The reason for the enthusiasm is straightforward. Enteral stents usually restore intake quickly, but tumor ingrowth, overgrowth, or dysfunction drive repeat obstruction. Surgery is more durable, but at the price of invasiveness, recovery burden, and surgical fitness requirements. EUS-GE tries to capture the bypass logic of surgery without the surgical trauma.
What the newer comparative data show
The current comparative literature consistently points in the same direction, even if much of it remains retrospective.
- 2024 propensity-matched comparison: EUS-GE and enteral stenting both achieved 100% technical success, but stent dysfunction was lower after EUS-GE (4.4% vs 20.0%) and hospital stay was shorter.
- 2024 systematic review and meta-analysis: compared with duodenal stenting, EUS-GE was associated with higher clinical success, fewer reinterventions, and fewer adverse events, although procedure time was longer.
- 2026 network meta-analysis: across 54 studies and 6110 patients, both surgery and EUS-GE reduced reintervention compared with enteral stenting, while EUS-GE showed the most favorable overall balance of clinical success, durability, and adverse events.
That does not mean every patient should get EUS-GE. It means the procedure has moved from interesting tertiary-care innovation to a real part of modern malignant GOO planning.
What the data do not justify
Current evidence supports EUS-GE, but it does not erase patient selection.
- It does not erase surgery. A surgically fit patient with a reasonable prognosis can still be well served by surgical gastrojejunostomy.
- It does not erase enteral stenting. When prognosis is short, when rapid palliation is the top priority, or when expert EUS-GE is unavailable, enteral stenting is still a valid choice.
- It does not erase center effect. Most favorable EUS-GE data come from experienced units. That matters when translating results into general practice.

━━━━━━━━

- [BRIEF 1]:
Answer from the EUS-GE text:
(a) What stent dysfunction rates did the 2024 propensity-matched comparison report after EUS-GE and after enteral stenting?
(b) How many studies and patients did the 2026 network meta-analysis include?
(c) Where do most favorable EUS-GE data come from?
- [BRIEF 2]:
Translate this sentence from the EUS-GE text into Spanish: "Surgery is more durable, but at the price of invasiveness, recovery burden, and surgical fitness requirements."
The records that come next have nothing to do with the EUS-GE text.

━━━━━━━━

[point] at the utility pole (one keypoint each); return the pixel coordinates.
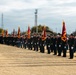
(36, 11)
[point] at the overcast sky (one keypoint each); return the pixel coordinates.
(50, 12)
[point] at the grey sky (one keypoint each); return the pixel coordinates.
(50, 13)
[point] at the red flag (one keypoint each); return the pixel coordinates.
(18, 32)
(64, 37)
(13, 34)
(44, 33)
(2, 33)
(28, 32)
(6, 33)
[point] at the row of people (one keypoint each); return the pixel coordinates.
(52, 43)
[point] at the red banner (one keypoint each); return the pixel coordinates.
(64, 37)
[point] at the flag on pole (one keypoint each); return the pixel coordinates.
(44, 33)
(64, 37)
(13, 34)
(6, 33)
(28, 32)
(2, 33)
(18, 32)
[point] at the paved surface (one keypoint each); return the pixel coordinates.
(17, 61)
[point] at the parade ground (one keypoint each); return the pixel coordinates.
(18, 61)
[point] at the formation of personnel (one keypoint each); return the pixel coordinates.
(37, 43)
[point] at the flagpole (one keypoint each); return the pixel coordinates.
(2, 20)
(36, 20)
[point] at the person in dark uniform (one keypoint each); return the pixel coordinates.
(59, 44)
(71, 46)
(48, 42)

━━━━━━━━

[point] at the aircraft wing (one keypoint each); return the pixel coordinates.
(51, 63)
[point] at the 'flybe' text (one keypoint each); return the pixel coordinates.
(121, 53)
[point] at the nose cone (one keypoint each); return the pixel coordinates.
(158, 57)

━━━━━━━━

- [ANSWER SPACE 1]:
(a) 4.4% after EUS-GE and 20.0% after enteral stenting.
(b) 54 studies and 6110 patients.
(c) From experienced units.

- [ANSWER SPACE 2]:
La cirugía es más duradera, pero a costa de su carácter invasivo, la carga de la recuperación y los requisitos de aptitud quirúrgica.